**Image point annotation entries**

────────────────

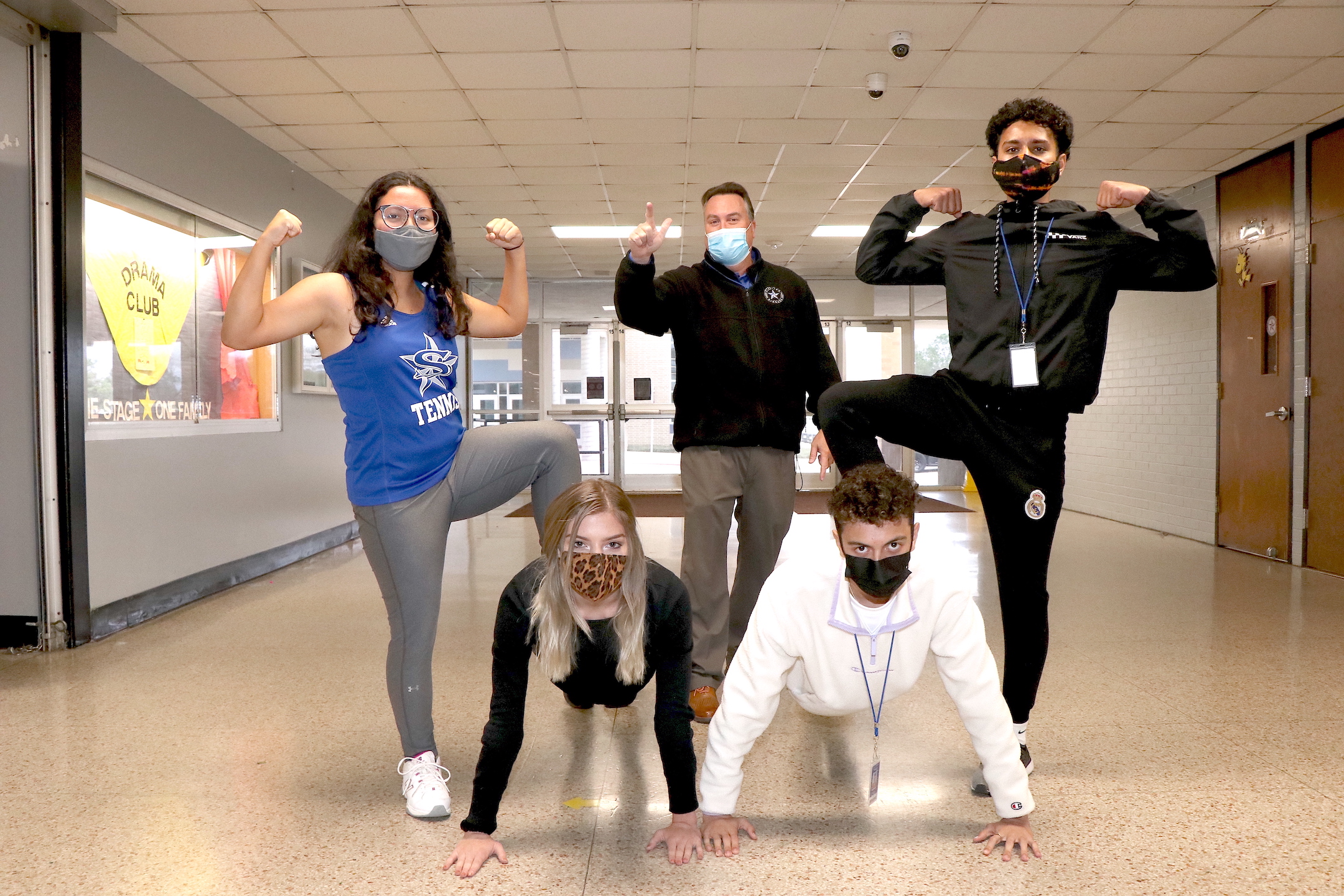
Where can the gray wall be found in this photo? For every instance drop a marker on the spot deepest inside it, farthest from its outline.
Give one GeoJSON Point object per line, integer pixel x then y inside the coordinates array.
{"type": "Point", "coordinates": [164, 508]}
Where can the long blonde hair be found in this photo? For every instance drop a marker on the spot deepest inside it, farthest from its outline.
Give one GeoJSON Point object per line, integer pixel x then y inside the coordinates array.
{"type": "Point", "coordinates": [556, 620]}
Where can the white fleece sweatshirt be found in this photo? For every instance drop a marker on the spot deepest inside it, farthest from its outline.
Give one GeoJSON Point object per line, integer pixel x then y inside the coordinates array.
{"type": "Point", "coordinates": [801, 637]}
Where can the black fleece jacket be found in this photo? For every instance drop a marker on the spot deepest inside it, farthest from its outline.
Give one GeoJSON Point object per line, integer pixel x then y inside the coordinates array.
{"type": "Point", "coordinates": [667, 650]}
{"type": "Point", "coordinates": [749, 363]}
{"type": "Point", "coordinates": [1088, 261]}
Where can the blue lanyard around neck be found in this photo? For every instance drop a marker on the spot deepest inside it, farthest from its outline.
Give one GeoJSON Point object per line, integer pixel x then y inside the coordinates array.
{"type": "Point", "coordinates": [1035, 272]}
{"type": "Point", "coordinates": [877, 709]}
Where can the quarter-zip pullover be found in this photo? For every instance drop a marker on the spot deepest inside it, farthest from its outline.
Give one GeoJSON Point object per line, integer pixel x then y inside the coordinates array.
{"type": "Point", "coordinates": [750, 362]}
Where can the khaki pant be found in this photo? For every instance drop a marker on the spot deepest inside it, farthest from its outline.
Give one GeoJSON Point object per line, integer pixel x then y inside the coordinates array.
{"type": "Point", "coordinates": [757, 487]}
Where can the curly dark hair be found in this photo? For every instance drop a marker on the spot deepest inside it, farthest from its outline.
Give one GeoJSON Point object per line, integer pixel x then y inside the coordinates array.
{"type": "Point", "coordinates": [1038, 112]}
{"type": "Point", "coordinates": [872, 493]}
{"type": "Point", "coordinates": [354, 256]}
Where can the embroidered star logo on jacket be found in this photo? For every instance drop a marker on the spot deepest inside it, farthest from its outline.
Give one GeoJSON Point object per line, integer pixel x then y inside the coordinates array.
{"type": "Point", "coordinates": [432, 365]}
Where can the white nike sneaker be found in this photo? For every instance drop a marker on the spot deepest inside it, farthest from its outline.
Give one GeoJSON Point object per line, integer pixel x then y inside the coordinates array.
{"type": "Point", "coordinates": [425, 786]}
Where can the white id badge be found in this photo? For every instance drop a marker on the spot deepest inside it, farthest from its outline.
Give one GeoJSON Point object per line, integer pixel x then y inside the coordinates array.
{"type": "Point", "coordinates": [1023, 362]}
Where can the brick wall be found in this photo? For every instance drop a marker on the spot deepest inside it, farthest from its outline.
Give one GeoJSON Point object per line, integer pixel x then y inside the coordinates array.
{"type": "Point", "coordinates": [1147, 450]}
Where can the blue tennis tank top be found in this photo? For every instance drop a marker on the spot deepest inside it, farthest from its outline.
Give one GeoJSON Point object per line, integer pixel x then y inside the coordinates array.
{"type": "Point", "coordinates": [402, 421]}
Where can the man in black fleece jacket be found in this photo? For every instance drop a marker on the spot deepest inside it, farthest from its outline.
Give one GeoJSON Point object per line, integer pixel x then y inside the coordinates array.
{"type": "Point", "coordinates": [752, 360]}
{"type": "Point", "coordinates": [1030, 291]}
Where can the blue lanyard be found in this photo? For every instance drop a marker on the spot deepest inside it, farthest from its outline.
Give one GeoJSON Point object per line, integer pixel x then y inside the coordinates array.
{"type": "Point", "coordinates": [1035, 273]}
{"type": "Point", "coordinates": [877, 711]}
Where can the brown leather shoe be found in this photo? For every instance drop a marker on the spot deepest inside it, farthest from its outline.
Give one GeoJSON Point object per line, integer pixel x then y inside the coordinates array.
{"type": "Point", "coordinates": [704, 703]}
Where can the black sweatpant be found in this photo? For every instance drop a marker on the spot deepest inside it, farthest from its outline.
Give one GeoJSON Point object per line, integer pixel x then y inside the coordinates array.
{"type": "Point", "coordinates": [1011, 449]}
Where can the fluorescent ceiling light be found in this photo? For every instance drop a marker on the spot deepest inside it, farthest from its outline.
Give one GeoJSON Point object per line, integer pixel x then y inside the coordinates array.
{"type": "Point", "coordinates": [604, 233]}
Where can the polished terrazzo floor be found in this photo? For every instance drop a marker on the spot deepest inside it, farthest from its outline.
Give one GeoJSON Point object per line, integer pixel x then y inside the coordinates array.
{"type": "Point", "coordinates": [1188, 739]}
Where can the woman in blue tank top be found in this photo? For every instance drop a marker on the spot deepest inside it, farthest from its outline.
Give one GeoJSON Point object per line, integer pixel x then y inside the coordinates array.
{"type": "Point", "coordinates": [386, 316]}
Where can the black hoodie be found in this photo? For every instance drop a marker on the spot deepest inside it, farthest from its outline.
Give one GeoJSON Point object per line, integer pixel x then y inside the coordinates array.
{"type": "Point", "coordinates": [745, 358]}
{"type": "Point", "coordinates": [1088, 261]}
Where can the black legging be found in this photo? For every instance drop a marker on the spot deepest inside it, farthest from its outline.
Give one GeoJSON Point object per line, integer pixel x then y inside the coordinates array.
{"type": "Point", "coordinates": [1011, 449]}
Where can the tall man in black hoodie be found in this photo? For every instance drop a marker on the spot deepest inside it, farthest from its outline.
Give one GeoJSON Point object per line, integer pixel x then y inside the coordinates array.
{"type": "Point", "coordinates": [1030, 291]}
{"type": "Point", "coordinates": [752, 360]}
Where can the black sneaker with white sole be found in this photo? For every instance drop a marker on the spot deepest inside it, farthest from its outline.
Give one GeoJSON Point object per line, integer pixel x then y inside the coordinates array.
{"type": "Point", "coordinates": [978, 781]}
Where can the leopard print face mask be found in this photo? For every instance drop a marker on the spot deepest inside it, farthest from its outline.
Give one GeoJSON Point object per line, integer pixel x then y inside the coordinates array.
{"type": "Point", "coordinates": [595, 576]}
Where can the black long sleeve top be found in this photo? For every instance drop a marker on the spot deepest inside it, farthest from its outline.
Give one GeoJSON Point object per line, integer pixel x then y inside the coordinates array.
{"type": "Point", "coordinates": [667, 650]}
{"type": "Point", "coordinates": [750, 363]}
{"type": "Point", "coordinates": [1089, 258]}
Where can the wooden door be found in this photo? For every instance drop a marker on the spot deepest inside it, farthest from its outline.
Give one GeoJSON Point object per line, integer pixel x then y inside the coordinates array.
{"type": "Point", "coordinates": [1325, 359]}
{"type": "Point", "coordinates": [1256, 358]}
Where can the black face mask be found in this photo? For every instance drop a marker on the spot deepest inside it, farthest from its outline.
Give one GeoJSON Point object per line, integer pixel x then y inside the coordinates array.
{"type": "Point", "coordinates": [1026, 178]}
{"type": "Point", "coordinates": [878, 578]}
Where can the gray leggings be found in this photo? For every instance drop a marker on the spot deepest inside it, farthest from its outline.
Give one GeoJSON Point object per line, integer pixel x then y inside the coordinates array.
{"type": "Point", "coordinates": [406, 542]}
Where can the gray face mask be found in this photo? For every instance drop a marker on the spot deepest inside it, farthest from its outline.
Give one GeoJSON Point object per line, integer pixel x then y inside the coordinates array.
{"type": "Point", "coordinates": [405, 249]}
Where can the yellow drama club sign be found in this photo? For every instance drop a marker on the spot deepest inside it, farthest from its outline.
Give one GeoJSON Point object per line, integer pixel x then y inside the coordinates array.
{"type": "Point", "coordinates": [144, 276]}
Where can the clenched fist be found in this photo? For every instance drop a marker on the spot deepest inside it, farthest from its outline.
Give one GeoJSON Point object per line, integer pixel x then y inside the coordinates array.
{"type": "Point", "coordinates": [944, 199]}
{"type": "Point", "coordinates": [281, 229]}
{"type": "Point", "coordinates": [505, 233]}
{"type": "Point", "coordinates": [648, 237]}
{"type": "Point", "coordinates": [1116, 194]}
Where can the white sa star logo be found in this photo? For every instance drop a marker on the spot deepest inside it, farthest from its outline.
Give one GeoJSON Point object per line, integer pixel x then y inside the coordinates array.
{"type": "Point", "coordinates": [432, 365]}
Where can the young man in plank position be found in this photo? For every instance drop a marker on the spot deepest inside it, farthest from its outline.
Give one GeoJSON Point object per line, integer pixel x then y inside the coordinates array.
{"type": "Point", "coordinates": [859, 599]}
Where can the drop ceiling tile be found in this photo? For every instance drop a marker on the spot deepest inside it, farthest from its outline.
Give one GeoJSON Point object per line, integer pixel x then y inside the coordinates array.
{"type": "Point", "coordinates": [339, 136]}
{"type": "Point", "coordinates": [1003, 70]}
{"type": "Point", "coordinates": [746, 103]}
{"type": "Point", "coordinates": [1322, 77]}
{"type": "Point", "coordinates": [784, 131]}
{"type": "Point", "coordinates": [414, 72]}
{"type": "Point", "coordinates": [776, 26]}
{"type": "Point", "coordinates": [228, 35]}
{"type": "Point", "coordinates": [511, 105]}
{"type": "Point", "coordinates": [133, 42]}
{"type": "Point", "coordinates": [309, 109]}
{"type": "Point", "coordinates": [382, 159]}
{"type": "Point", "coordinates": [531, 132]}
{"type": "Point", "coordinates": [1186, 30]}
{"type": "Point", "coordinates": [864, 26]}
{"type": "Point", "coordinates": [620, 131]}
{"type": "Point", "coordinates": [1288, 32]}
{"type": "Point", "coordinates": [724, 174]}
{"type": "Point", "coordinates": [1114, 72]}
{"type": "Point", "coordinates": [259, 77]}
{"type": "Point", "coordinates": [1228, 136]}
{"type": "Point", "coordinates": [625, 26]}
{"type": "Point", "coordinates": [652, 154]}
{"type": "Point", "coordinates": [519, 70]}
{"type": "Point", "coordinates": [1186, 106]}
{"type": "Point", "coordinates": [551, 155]}
{"type": "Point", "coordinates": [851, 68]}
{"type": "Point", "coordinates": [663, 103]}
{"type": "Point", "coordinates": [417, 105]}
{"type": "Point", "coordinates": [754, 68]}
{"type": "Point", "coordinates": [929, 132]}
{"type": "Point", "coordinates": [1133, 134]}
{"type": "Point", "coordinates": [1234, 73]}
{"type": "Point", "coordinates": [185, 77]}
{"type": "Point", "coordinates": [1282, 109]}
{"type": "Point", "coordinates": [1180, 159]}
{"type": "Point", "coordinates": [280, 141]}
{"type": "Point", "coordinates": [237, 112]}
{"type": "Point", "coordinates": [631, 68]}
{"type": "Point", "coordinates": [855, 103]}
{"type": "Point", "coordinates": [1037, 29]}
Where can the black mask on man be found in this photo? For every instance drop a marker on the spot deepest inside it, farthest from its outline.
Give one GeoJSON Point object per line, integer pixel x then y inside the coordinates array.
{"type": "Point", "coordinates": [878, 578]}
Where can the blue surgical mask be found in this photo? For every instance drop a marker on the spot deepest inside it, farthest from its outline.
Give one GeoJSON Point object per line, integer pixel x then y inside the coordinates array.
{"type": "Point", "coordinates": [729, 245]}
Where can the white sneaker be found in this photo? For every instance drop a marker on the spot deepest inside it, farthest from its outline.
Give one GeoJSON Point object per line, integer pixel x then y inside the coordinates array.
{"type": "Point", "coordinates": [425, 786]}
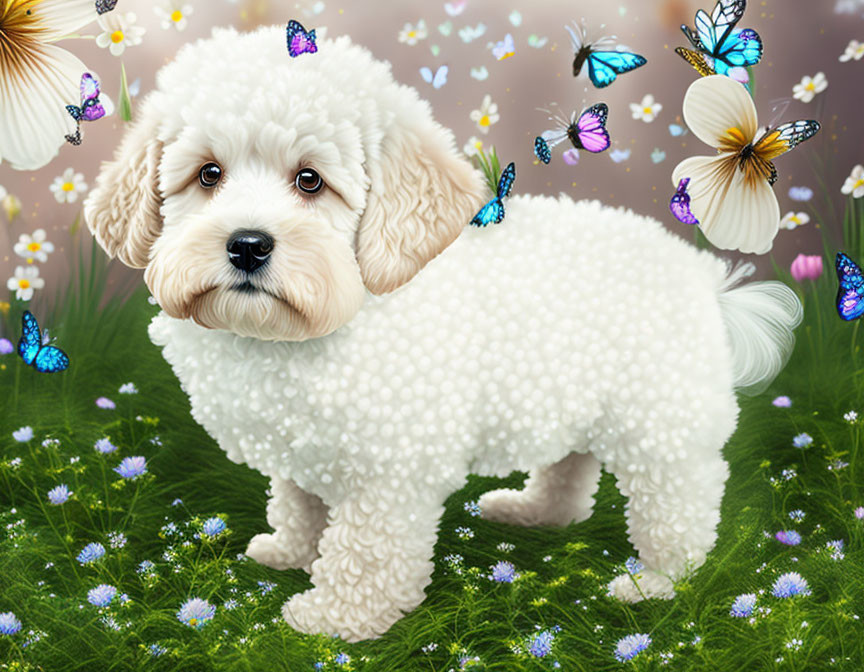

────────────────

**THE EXERCISE**
Show each line of the listing above that contains the word "mask", copied in full.

**FINAL RESULT**
Where can the leopard print face mask be found in this photo? For every instance drop a marker on the spot deepest inside it, farthest from its outline.
Where can the black face mask be found in this photo? For every instance drop a marker on the spot deepest inside it, farthest from its outline.
Where can the gray face mask be found in this photo? For every instance drop a marker on the spot deepest inside it, farthest from its outline.
Where can the black mask on man be found in this photo? For every instance drop a marker on the spot deepest inside it, farthest from its outline.
Where can the blue surgical mask be found in this photo? For every instance drop a marker on the spot deepest inside it, farthest from its outline.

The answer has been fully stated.